#### The task:
Nothing in the records below may change; print them all exactly.
(Data to process begins)
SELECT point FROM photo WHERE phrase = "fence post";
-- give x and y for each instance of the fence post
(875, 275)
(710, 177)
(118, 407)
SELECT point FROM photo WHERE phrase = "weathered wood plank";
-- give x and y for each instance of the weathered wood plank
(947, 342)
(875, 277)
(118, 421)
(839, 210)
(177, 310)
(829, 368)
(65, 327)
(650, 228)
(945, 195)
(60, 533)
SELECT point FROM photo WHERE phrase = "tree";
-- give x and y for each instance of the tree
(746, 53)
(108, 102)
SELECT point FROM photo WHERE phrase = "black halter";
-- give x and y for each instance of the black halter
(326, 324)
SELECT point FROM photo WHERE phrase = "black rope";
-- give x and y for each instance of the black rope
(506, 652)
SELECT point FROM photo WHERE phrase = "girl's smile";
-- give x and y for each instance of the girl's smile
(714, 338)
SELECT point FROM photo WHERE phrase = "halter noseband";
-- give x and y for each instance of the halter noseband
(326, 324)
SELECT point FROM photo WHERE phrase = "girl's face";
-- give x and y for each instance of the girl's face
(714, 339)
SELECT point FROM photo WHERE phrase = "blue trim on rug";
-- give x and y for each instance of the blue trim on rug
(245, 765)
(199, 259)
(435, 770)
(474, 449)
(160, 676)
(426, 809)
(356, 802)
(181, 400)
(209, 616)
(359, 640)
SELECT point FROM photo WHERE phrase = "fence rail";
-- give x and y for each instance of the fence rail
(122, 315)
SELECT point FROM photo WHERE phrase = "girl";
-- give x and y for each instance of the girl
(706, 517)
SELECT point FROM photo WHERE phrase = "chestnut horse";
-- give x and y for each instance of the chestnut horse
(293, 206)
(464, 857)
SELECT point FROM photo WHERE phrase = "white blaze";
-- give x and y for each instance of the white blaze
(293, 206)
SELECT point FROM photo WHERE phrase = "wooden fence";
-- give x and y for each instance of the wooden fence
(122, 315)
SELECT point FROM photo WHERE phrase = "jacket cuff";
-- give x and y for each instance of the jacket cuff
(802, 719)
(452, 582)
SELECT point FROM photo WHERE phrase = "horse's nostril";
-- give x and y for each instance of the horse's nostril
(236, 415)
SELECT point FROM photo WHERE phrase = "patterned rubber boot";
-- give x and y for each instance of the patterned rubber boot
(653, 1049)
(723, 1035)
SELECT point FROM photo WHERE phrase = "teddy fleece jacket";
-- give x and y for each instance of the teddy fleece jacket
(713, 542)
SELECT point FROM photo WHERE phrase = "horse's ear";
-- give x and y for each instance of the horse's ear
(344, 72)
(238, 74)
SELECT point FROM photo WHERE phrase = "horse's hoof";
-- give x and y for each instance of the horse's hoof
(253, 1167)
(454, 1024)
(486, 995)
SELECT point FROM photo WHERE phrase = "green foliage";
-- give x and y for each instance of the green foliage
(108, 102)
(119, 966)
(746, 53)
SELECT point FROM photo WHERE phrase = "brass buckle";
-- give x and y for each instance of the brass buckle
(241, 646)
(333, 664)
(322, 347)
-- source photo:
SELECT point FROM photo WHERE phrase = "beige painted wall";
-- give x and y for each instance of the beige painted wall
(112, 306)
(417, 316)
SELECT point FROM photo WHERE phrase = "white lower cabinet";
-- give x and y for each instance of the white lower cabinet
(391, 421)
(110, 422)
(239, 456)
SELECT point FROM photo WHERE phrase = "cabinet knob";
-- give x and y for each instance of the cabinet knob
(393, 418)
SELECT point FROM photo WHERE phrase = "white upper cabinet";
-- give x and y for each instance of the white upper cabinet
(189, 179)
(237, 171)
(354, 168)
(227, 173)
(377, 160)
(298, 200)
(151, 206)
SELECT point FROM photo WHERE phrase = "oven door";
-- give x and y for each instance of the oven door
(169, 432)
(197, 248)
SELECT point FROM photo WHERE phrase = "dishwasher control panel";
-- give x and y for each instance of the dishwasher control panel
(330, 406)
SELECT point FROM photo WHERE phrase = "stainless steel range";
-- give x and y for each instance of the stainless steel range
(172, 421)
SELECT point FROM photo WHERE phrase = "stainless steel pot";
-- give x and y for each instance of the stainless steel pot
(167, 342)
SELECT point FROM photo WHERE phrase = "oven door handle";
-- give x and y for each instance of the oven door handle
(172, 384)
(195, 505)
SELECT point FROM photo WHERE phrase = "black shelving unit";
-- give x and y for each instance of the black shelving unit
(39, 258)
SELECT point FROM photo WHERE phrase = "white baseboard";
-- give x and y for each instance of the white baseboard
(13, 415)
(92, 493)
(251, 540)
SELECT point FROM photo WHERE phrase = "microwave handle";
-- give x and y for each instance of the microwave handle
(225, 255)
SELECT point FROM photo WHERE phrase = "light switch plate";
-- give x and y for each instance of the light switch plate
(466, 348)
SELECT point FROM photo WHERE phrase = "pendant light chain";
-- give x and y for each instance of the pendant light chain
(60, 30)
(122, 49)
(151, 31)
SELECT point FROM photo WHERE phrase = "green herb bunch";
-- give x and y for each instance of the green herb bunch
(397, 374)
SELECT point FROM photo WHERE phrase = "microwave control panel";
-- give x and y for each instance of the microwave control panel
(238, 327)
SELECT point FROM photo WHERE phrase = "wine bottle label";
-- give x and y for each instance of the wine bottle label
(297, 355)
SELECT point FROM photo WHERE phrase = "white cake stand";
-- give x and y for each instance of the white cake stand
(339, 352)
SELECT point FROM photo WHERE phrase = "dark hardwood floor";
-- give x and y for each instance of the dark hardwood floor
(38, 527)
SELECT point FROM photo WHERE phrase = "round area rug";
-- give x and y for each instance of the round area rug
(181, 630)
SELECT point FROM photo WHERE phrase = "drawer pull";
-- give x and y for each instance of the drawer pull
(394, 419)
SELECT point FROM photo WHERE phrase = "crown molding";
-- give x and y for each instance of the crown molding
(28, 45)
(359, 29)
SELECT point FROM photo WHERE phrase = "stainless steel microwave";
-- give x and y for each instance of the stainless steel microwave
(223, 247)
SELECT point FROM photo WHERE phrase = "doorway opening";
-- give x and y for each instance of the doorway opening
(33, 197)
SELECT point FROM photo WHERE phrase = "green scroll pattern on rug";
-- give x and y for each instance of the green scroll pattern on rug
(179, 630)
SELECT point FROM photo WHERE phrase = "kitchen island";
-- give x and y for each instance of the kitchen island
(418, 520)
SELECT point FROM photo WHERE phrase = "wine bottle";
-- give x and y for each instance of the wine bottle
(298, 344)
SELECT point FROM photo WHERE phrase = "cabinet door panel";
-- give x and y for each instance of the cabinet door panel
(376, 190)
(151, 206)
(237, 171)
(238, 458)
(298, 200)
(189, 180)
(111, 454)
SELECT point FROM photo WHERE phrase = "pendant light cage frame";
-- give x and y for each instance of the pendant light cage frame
(Data to process ends)
#### Task answer:
SELECT point FROM photo WHERE phrase = "fence post";
-- give x and y for each instance of the fence post
(875, 275)
(710, 177)
(118, 407)
SELECT point FROM photo WHERE phrase = "weathered wood plank";
-- give x and y for each instance of the weathered wood plank
(947, 342)
(875, 277)
(118, 421)
(839, 210)
(177, 310)
(829, 368)
(65, 327)
(650, 228)
(945, 195)
(60, 533)
SELECT point FROM photo WHERE phrase = "tree";
-- give x and y for each instance of the tree
(746, 53)
(108, 102)
SELECT point FROM photo WHERE phrase = "black halter";
-- give x and y for each instance of the black halter
(326, 324)
SELECT point FROM photo WHERE phrase = "black rope";
-- give x and y for each instance of the black rope
(506, 652)
SELECT point FROM photo WHERE phrase = "girl's smile";
-- give x and y for each instance of the girl's smile
(714, 338)
SELECT point FROM photo WHERE phrase = "halter noseband";
-- give x and y for each instance of the halter noseband
(326, 324)
SELECT point FROM photo WHERE phrase = "girl's face";
-- give x and y for each instance of the girl's face
(714, 339)
SELECT point FROM photo WHERE phrase = "blue trim on rug";
-- give x and y for each instance of the blue trim on rug
(245, 765)
(199, 259)
(435, 770)
(474, 449)
(160, 676)
(426, 809)
(356, 802)
(181, 400)
(209, 616)
(359, 640)
SELECT point FROM photo WHERE phrase = "fence rail";
-- give x and y for each instance of the fence rail
(122, 315)
SELECT point FROM photo WHERE phrase = "girl";
-- give x and y for each instance of the girl
(706, 517)
SELECT point FROM photo WHERE phrase = "chestnut horse";
-- give x and y for each instance of the chestnut horse
(293, 206)
(464, 857)
SELECT point FROM photo WHERE phrase = "white blaze";
-- give x and y for each instance of the white blaze
(293, 206)
SELECT point FROM photo WHERE phrase = "wooden fence";
-- give x and y for each instance of the wooden fence
(122, 315)
SELECT point FROM photo WHERE phrase = "jacket cuff";
-- give x and y for each instance of the jacket cuff
(802, 719)
(452, 582)
SELECT point FROM photo WHERE phrase = "horse's nostril";
-- give x and y for each instance of the horse's nostril
(236, 415)
SELECT point FROM photo WHERE phrase = "patterned rubber boot";
-- give x and y for each instance of the patterned rubber boot
(653, 1049)
(723, 1035)
SELECT point FROM photo WHERE phrase = "teddy fleece jacket";
-- give x and y for each instance of the teddy fleece jacket
(713, 542)
SELECT point FROM photo WHERE phrase = "horse's ear";
-- give x and y for each instance of the horse's ear
(344, 72)
(238, 74)
SELECT point FROM photo WHERE phrase = "horse's hoof";
-- give x and y for each instance of the horse's hoof
(253, 1167)
(454, 1024)
(486, 995)
SELECT point FROM photo WHERE phrase = "green foliage";
-- give x and y for each instance of the green foliage
(108, 102)
(119, 966)
(746, 53)
SELECT point FROM photo WHERE phrase = "brass buckle";
-- give x and y for each instance of the brass buckle
(241, 646)
(333, 664)
(322, 347)
-- source photo:
SELECT point FROM photo WHERE phrase = "beige painted wall";
-- give x and y for each instance of the beige painted wall
(112, 306)
(417, 316)
SELECT point FROM photo WHERE phrase = "white lower cabinet";
-- give x and y for each instance of the white lower cabinet
(391, 421)
(110, 422)
(239, 456)
SELECT point FROM photo WHERE phrase = "cabinet knob";
-- give x and y for each instance of the cabinet knob
(393, 418)
SELECT point FROM photo WHERE phrase = "white upper cabinet";
-- give x and y for each instance of the white upper cabinet
(189, 179)
(237, 171)
(354, 168)
(227, 173)
(377, 160)
(298, 200)
(151, 206)
SELECT point FROM photo WHERE phrase = "oven door";
-- give x and y for each instance of the oven door
(169, 432)
(197, 248)
SELECT point FROM photo WHERE phrase = "dishwasher control panel";
-- give x and y for each instance of the dishwasher control panel
(330, 406)
SELECT point FROM photo WHERE phrase = "stainless steel range";
-- give x and y for each instance of the stainless steel range
(172, 421)
SELECT point FROM photo WHERE phrase = "stainless steel pot";
-- give x and y for each instance of the stainless steel pot
(167, 342)
SELECT point FROM photo WHERE phrase = "oven door handle";
-- give x and y for each instance of the oven door handle
(172, 384)
(195, 505)
SELECT point FROM photo WHERE phrase = "black shelving unit";
-- give x and y for each instance of the black shelving unit
(39, 258)
SELECT point FROM photo WHERE phrase = "white baseboard";
-- give x and y for each instance of the white baseboard
(13, 415)
(92, 493)
(251, 540)
SELECT point FROM photo WHERE phrase = "microwave handle";
-- give x and y for each instance of the microwave handle
(225, 255)
SELECT point FROM photo WHERE phrase = "light switch plate";
-- give x and y for each instance of the light switch plate
(466, 348)
SELECT point FROM photo WHERE phrase = "pendant light chain";
-- give x and y for each instance of the pendant light chain
(60, 30)
(122, 49)
(151, 31)
SELECT point FROM photo WHERE phrase = "green herb bunch";
-- give x and y for each instance of the green herb bunch
(397, 374)
SELECT point FROM photo WHERE phrase = "microwave control panel";
-- give x and y for each instance of the microwave control panel
(238, 327)
SELECT point FROM photo WHERE phrase = "wine bottle label";
-- give x and y for each instance of the wine bottle label
(297, 355)
SELECT point FROM photo WHERE phrase = "white cake stand";
-- give x and y for each instance of the white cake stand
(339, 352)
SELECT point FROM photo WHERE phrase = "dark hardwood floor";
-- give x and y for each instance of the dark hardwood floor
(38, 527)
SELECT point FROM photo WHERE phrase = "round area rug";
-- give x and y for each instance of the round area rug
(181, 630)
SELECT point FROM photo WHERE phrase = "drawer pull";
-- give x and y for each instance of the drawer pull
(394, 419)
SELECT point FROM photo WHERE phrase = "crown molding";
-- give x and y for each instance of the crown molding
(28, 45)
(359, 29)
SELECT point FROM photo WHERE phrase = "stainless steel microwave";
-- give x and y for each instance of the stainless steel microwave
(223, 247)
SELECT point FROM photo WHERE phrase = "doorway opening";
-- give x and y for each instance of the doorway opening
(33, 197)
SELECT point FROM photo WHERE phrase = "green scroll pattern on rug";
-- give x and y for each instance of the green scroll pattern on rug
(179, 630)
SELECT point FROM photo WHERE phrase = "kitchen island";
-- give x and y for each instance of the kitchen island
(418, 520)
SELECT point FROM photo WHERE phrase = "wine bottle";
-- give x and y for each instance of the wine bottle
(298, 344)
SELECT point FROM photo WHERE phrase = "cabinet door panel";
-- give x and y for each instance of the cabinet door panel
(376, 190)
(151, 206)
(237, 171)
(238, 458)
(298, 200)
(189, 180)
(111, 454)
SELECT point FROM photo WHERE phrase = "pendant light cage frame";
-- give x and y for each instance of the pendant light cage frame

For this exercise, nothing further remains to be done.